- Given instruction:
Please show every line of the entries below that contains the word "leaf". Letter case matters.

Rows from a dataset
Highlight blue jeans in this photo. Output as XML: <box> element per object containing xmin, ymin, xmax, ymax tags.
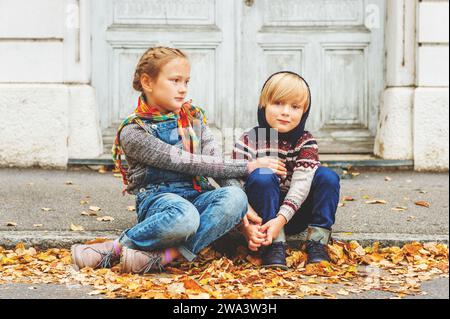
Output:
<box><xmin>119</xmin><ymin>182</ymin><xmax>248</xmax><ymax>261</ymax></box>
<box><xmin>245</xmin><ymin>166</ymin><xmax>340</xmax><ymax>240</ymax></box>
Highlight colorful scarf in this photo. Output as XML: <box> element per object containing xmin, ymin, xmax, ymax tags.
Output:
<box><xmin>112</xmin><ymin>96</ymin><xmax>211</xmax><ymax>192</ymax></box>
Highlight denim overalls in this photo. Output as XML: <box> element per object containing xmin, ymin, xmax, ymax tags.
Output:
<box><xmin>120</xmin><ymin>119</ymin><xmax>248</xmax><ymax>261</ymax></box>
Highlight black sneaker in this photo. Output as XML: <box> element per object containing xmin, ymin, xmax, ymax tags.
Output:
<box><xmin>306</xmin><ymin>240</ymin><xmax>330</xmax><ymax>264</ymax></box>
<box><xmin>261</xmin><ymin>242</ymin><xmax>289</xmax><ymax>270</ymax></box>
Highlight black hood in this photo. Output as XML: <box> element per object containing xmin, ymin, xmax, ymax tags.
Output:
<box><xmin>258</xmin><ymin>71</ymin><xmax>311</xmax><ymax>144</ymax></box>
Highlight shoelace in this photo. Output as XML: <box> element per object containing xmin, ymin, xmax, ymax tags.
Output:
<box><xmin>138</xmin><ymin>252</ymin><xmax>164</xmax><ymax>274</ymax></box>
<box><xmin>306</xmin><ymin>240</ymin><xmax>328</xmax><ymax>259</ymax></box>
<box><xmin>85</xmin><ymin>247</ymin><xmax>114</xmax><ymax>268</ymax></box>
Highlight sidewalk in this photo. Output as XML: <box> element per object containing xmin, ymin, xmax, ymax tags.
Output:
<box><xmin>0</xmin><ymin>169</ymin><xmax>449</xmax><ymax>248</ymax></box>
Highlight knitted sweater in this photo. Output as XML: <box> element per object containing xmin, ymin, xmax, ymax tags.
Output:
<box><xmin>233</xmin><ymin>130</ymin><xmax>320</xmax><ymax>222</ymax></box>
<box><xmin>120</xmin><ymin>123</ymin><xmax>248</xmax><ymax>194</ymax></box>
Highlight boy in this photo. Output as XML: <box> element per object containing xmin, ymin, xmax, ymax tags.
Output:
<box><xmin>233</xmin><ymin>71</ymin><xmax>340</xmax><ymax>269</ymax></box>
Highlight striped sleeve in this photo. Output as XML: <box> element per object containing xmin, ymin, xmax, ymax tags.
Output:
<box><xmin>232</xmin><ymin>132</ymin><xmax>257</xmax><ymax>161</ymax></box>
<box><xmin>278</xmin><ymin>133</ymin><xmax>320</xmax><ymax>222</ymax></box>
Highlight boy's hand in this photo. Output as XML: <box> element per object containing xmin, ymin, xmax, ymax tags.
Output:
<box><xmin>247</xmin><ymin>157</ymin><xmax>287</xmax><ymax>178</ymax></box>
<box><xmin>243</xmin><ymin>204</ymin><xmax>262</xmax><ymax>226</ymax></box>
<box><xmin>260</xmin><ymin>215</ymin><xmax>287</xmax><ymax>246</ymax></box>
<box><xmin>240</xmin><ymin>205</ymin><xmax>266</xmax><ymax>251</ymax></box>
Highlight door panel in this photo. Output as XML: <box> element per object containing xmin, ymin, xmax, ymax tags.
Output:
<box><xmin>92</xmin><ymin>0</ymin><xmax>385</xmax><ymax>153</ymax></box>
<box><xmin>235</xmin><ymin>0</ymin><xmax>385</xmax><ymax>153</ymax></box>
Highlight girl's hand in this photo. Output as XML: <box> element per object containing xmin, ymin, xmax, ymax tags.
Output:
<box><xmin>239</xmin><ymin>216</ymin><xmax>266</xmax><ymax>251</ymax></box>
<box><xmin>260</xmin><ymin>215</ymin><xmax>287</xmax><ymax>246</ymax></box>
<box><xmin>243</xmin><ymin>204</ymin><xmax>262</xmax><ymax>226</ymax></box>
<box><xmin>247</xmin><ymin>157</ymin><xmax>287</xmax><ymax>177</ymax></box>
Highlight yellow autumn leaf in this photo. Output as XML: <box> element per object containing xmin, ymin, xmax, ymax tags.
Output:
<box><xmin>414</xmin><ymin>200</ymin><xmax>430</xmax><ymax>208</ymax></box>
<box><xmin>70</xmin><ymin>224</ymin><xmax>84</xmax><ymax>231</ymax></box>
<box><xmin>97</xmin><ymin>216</ymin><xmax>114</xmax><ymax>222</ymax></box>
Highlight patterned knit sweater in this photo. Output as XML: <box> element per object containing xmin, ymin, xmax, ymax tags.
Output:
<box><xmin>233</xmin><ymin>129</ymin><xmax>320</xmax><ymax>222</ymax></box>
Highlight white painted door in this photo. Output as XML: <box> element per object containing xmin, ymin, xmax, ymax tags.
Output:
<box><xmin>92</xmin><ymin>0</ymin><xmax>234</xmax><ymax>148</ymax></box>
<box><xmin>235</xmin><ymin>0</ymin><xmax>385</xmax><ymax>153</ymax></box>
<box><xmin>92</xmin><ymin>0</ymin><xmax>385</xmax><ymax>153</ymax></box>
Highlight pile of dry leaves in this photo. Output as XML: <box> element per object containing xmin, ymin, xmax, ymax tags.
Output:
<box><xmin>0</xmin><ymin>240</ymin><xmax>448</xmax><ymax>299</ymax></box>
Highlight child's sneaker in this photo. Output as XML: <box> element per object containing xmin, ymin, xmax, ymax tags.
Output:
<box><xmin>306</xmin><ymin>226</ymin><xmax>331</xmax><ymax>264</ymax></box>
<box><xmin>261</xmin><ymin>242</ymin><xmax>288</xmax><ymax>270</ymax></box>
<box><xmin>120</xmin><ymin>246</ymin><xmax>164</xmax><ymax>274</ymax></box>
<box><xmin>71</xmin><ymin>241</ymin><xmax>119</xmax><ymax>269</ymax></box>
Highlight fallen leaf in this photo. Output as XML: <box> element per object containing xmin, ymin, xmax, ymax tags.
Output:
<box><xmin>391</xmin><ymin>206</ymin><xmax>408</xmax><ymax>212</ymax></box>
<box><xmin>366</xmin><ymin>199</ymin><xmax>387</xmax><ymax>204</ymax></box>
<box><xmin>336</xmin><ymin>289</ymin><xmax>349</xmax><ymax>296</ymax></box>
<box><xmin>97</xmin><ymin>216</ymin><xmax>114</xmax><ymax>222</ymax></box>
<box><xmin>70</xmin><ymin>224</ymin><xmax>84</xmax><ymax>231</ymax></box>
<box><xmin>83</xmin><ymin>237</ymin><xmax>111</xmax><ymax>245</ymax></box>
<box><xmin>245</xmin><ymin>255</ymin><xmax>262</xmax><ymax>266</ymax></box>
<box><xmin>188</xmin><ymin>292</ymin><xmax>210</xmax><ymax>299</ymax></box>
<box><xmin>414</xmin><ymin>200</ymin><xmax>430</xmax><ymax>208</ymax></box>
<box><xmin>167</xmin><ymin>282</ymin><xmax>186</xmax><ymax>294</ymax></box>
<box><xmin>183</xmin><ymin>278</ymin><xmax>204</xmax><ymax>291</ymax></box>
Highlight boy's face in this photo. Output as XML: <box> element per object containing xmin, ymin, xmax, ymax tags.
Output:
<box><xmin>265</xmin><ymin>98</ymin><xmax>307</xmax><ymax>133</ymax></box>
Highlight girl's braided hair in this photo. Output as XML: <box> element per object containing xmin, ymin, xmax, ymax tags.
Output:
<box><xmin>133</xmin><ymin>47</ymin><xmax>188</xmax><ymax>92</ymax></box>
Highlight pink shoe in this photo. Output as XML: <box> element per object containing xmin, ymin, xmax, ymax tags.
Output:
<box><xmin>71</xmin><ymin>241</ymin><xmax>119</xmax><ymax>269</ymax></box>
<box><xmin>120</xmin><ymin>246</ymin><xmax>164</xmax><ymax>274</ymax></box>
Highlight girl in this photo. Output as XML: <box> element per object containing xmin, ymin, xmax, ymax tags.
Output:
<box><xmin>233</xmin><ymin>71</ymin><xmax>340</xmax><ymax>269</ymax></box>
<box><xmin>72</xmin><ymin>47</ymin><xmax>286</xmax><ymax>273</ymax></box>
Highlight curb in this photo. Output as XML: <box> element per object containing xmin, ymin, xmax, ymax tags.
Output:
<box><xmin>0</xmin><ymin>231</ymin><xmax>449</xmax><ymax>249</ymax></box>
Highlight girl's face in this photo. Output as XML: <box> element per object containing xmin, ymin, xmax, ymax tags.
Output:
<box><xmin>141</xmin><ymin>58</ymin><xmax>191</xmax><ymax>113</ymax></box>
<box><xmin>265</xmin><ymin>98</ymin><xmax>306</xmax><ymax>133</ymax></box>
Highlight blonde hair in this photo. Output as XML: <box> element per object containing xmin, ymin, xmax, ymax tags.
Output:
<box><xmin>133</xmin><ymin>47</ymin><xmax>188</xmax><ymax>92</ymax></box>
<box><xmin>259</xmin><ymin>72</ymin><xmax>311</xmax><ymax>112</ymax></box>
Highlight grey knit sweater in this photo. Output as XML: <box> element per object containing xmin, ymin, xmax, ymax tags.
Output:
<box><xmin>120</xmin><ymin>124</ymin><xmax>248</xmax><ymax>194</ymax></box>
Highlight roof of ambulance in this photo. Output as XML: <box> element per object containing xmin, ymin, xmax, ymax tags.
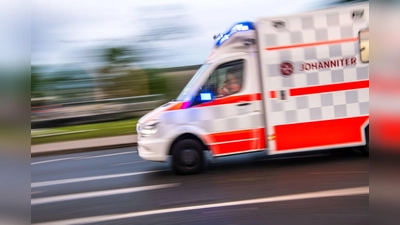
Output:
<box><xmin>256</xmin><ymin>1</ymin><xmax>369</xmax><ymax>23</ymax></box>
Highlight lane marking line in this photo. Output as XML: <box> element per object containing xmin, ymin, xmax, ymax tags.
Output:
<box><xmin>32</xmin><ymin>186</ymin><xmax>369</xmax><ymax>225</ymax></box>
<box><xmin>31</xmin><ymin>156</ymin><xmax>81</xmax><ymax>165</ymax></box>
<box><xmin>77</xmin><ymin>151</ymin><xmax>137</xmax><ymax>160</ymax></box>
<box><xmin>31</xmin><ymin>170</ymin><xmax>165</xmax><ymax>188</ymax></box>
<box><xmin>31</xmin><ymin>183</ymin><xmax>180</xmax><ymax>205</ymax></box>
<box><xmin>111</xmin><ymin>161</ymin><xmax>146</xmax><ymax>166</ymax></box>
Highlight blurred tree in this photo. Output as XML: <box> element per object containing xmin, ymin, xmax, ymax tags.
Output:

- Exercise response:
Highlight yellow autumn leaf in this photo. Output as XML: <box> element per object containing xmin, ymin, xmax, ymax tags.
Highlight fallen leaf in this photo. Output as XML: <box> element per object containing xmin, ymin, xmax, ymax tags.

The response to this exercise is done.